---------- DATA TO PROCESS ----------
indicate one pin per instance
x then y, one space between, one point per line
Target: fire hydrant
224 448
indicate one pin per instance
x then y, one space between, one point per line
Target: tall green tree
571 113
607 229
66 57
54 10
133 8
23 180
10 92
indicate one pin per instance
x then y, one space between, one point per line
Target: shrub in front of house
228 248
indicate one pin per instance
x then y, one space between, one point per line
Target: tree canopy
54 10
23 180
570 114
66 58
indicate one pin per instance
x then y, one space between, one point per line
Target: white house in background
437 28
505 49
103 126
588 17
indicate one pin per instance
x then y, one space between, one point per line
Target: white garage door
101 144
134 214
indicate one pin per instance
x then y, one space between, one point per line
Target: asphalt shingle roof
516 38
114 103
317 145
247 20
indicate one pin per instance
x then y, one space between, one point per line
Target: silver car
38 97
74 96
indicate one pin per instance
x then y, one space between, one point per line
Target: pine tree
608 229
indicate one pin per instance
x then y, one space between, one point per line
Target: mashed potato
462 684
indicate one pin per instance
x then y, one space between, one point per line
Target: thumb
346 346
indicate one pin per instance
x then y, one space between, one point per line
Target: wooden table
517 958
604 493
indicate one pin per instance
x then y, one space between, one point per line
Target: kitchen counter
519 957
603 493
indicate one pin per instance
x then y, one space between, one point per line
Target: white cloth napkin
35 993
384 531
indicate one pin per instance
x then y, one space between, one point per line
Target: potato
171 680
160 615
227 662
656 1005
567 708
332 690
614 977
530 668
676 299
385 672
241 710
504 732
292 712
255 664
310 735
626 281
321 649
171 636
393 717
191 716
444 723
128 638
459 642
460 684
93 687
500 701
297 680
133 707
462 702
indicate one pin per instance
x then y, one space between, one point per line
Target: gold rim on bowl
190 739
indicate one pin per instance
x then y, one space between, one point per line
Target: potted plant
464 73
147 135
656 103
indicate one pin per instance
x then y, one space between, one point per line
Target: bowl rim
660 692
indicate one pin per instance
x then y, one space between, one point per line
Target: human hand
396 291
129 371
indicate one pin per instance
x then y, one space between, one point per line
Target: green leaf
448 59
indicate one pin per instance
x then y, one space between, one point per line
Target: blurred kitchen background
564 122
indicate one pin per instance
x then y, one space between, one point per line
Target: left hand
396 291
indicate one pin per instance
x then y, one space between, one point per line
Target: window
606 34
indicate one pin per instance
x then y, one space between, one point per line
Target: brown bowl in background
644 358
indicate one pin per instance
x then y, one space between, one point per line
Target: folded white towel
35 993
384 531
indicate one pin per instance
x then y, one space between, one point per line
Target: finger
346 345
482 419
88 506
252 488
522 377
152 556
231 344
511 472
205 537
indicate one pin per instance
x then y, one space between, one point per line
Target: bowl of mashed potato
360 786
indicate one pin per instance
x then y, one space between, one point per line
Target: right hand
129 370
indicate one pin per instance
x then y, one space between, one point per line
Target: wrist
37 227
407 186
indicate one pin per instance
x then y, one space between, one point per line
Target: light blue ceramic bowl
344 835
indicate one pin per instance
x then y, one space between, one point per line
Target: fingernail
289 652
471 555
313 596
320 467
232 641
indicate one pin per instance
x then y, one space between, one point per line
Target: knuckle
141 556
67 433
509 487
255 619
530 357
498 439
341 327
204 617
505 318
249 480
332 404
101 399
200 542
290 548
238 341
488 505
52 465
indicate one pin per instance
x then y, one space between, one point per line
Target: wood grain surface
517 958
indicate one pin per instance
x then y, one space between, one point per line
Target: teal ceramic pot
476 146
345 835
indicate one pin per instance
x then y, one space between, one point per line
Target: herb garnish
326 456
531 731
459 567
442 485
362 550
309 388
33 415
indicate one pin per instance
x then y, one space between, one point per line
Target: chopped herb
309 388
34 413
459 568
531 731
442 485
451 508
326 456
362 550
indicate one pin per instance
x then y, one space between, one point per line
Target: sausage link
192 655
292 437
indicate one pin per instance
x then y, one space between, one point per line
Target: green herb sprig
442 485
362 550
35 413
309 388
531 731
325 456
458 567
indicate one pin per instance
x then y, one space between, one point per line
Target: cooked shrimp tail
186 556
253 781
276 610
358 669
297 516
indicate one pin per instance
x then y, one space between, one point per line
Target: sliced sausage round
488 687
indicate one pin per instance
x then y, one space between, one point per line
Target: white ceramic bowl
----------
» REQUIREMENT: Write each line above out exactly.

» OUTPUT FOR THIS EXERCISE:
indicate one pin per instance
x then y, one space between, one point per line
Target: fire hydrant
224 448
indicate one pin per instance
x then y, one space between, one point per line
Target: tall green tree
571 113
607 229
66 57
54 10
133 8
23 180
10 92
indicate one pin per instance
x then y, one space between, one point per line
Target: shrub in front of house
228 248
indicate one pin per instance
x then y, one space between, one point per line
Target: tree canopy
54 10
23 180
570 114
66 58
indicate one pin per instance
x then y, one space between, one point per line
Target: white house in background
437 28
505 49
103 126
588 17
indicate one pin per instance
x then y, one space between, one point per line
Target: white garage door
101 144
134 214
indicate one pin per instance
x then y, one space between, one point per line
Target: asphalt shingle roof
516 38
114 103
317 145
247 20
indicate one pin per instance
x then y, one space between, one point per line
Target: silver car
38 97
74 96
indicate one pin per instance
x then y, one space between, one point per line
Target: pine tree
608 229
indicate one pin per instance
x then y, one space between, one point per line
Target: mashed potato
462 684
indicate one pin per instance
x then y, one space between, one point per line
Target: thumb
346 346
indicate one pin per instance
x then y, one space between, one point per line
Target: wooden table
517 958
604 493
indicate one pin per instance
x then y, one space between, one point per line
Target: kitchen counter
519 957
603 493
indicate one pin per instance
x then y, one space between, one point per line
Target: white cloth napkin
35 993
384 531
indicate one pin per instance
x then y, one space between, one point per line
Target: potato
171 680
160 615
227 662
656 1005
567 708
332 690
614 977
530 668
676 299
385 672
241 710
504 732
292 712
255 664
310 735
626 281
321 649
171 636
393 717
191 716
444 723
128 638
459 642
460 684
93 687
500 701
297 680
133 707
462 702
indicate one pin per instance
x then y, one space between, one point per line
Target: gold rim on bowl
190 739
indicate one pin per instance
x then y, one space between, one point per line
Target: potted plant
464 73
147 135
656 103
indicate one pin per instance
x then y, one space between, one point per line
Target: bowl rim
660 692
indicate one pin per instance
x then y, one space between, one point per line
Target: human hand
396 291
129 371
indicate one pin per instance
x then y, one space between, one point per line
Target: green leaf
448 59
indicate one pin per instance
x then y, one space between, one point per line
Target: blurred kitchen background
564 122
indicate one pin per instance
x then y, one space between, one point per line
Target: left hand
396 291
indicate one pin per instance
x then y, one space between, one point per line
Target: window
606 34
indicate one pin per instance
x then y, one space between, one point per line
Target: brown bowl in background
644 358
indicate one pin per instance
x then y, one space between, one point per line
Target: folded white towel
35 993
384 531
indicate one pin per instance
x then y, one space between, one point per line
Target: finger
346 345
482 419
88 506
252 488
522 377
152 556
231 344
511 472
205 537
indicate one pin per instance
x then y, one space between, one point per line
Target: bowl of mashed potato
360 786
indicate one pin per instance
x then y, one space between, one point per line
Target: right hand
129 370
indicate one pin per instance
x then y, one space between, one point per line
Target: wrist
37 227
407 186
indicate one pin per instance
x then y, one space between, one point per line
Target: light blue ceramic bowl
344 835
indicate one pin per instance
x then y, one space between, one point per line
Target: fingernail
289 652
471 555
313 596
320 467
232 641
indicate one pin per instance
x then y, one space between, one point per line
Target: knuckle
141 556
67 433
509 487
255 619
530 357
498 439
341 327
204 617
505 318
249 480
332 404
101 399
200 542
290 548
238 341
488 505
52 465
indicate one pin per instance
x then y, one space between, one point per line
Target: wood grain surface
517 958
indicate one pin per instance
x then y, one space between, one point per line
Target: teal ceramic pot
476 146
345 835
indicate one pin per instance
x then y, one space between, one point per line
Target: herb garnish
326 456
531 731
459 567
442 485
362 550
309 388
33 415
indicate one pin per instance
x then y, one space between, one point per line
Target: chopped herb
309 388
34 413
459 568
531 731
442 485
451 508
326 456
362 550
indicate one pin per instance
x then y, one space between, one point per line
Target: sausage link
192 655
292 437
indicate one pin per instance
x then y, one space between, one point per line
Target: green herb sprig
442 485
362 550
35 413
309 388
531 731
325 456
458 567
indicate one pin per instance
x then y, one space between, one point per line
Target: cooked shrimp tail
186 556
253 781
276 610
358 669
297 516
indicate one pin per instance
x then y, one space between, one point per line
Target: sliced sausage round
488 687
indicate one pin per instance
x then y, one space between, one point per line
Target: white ceramic bowl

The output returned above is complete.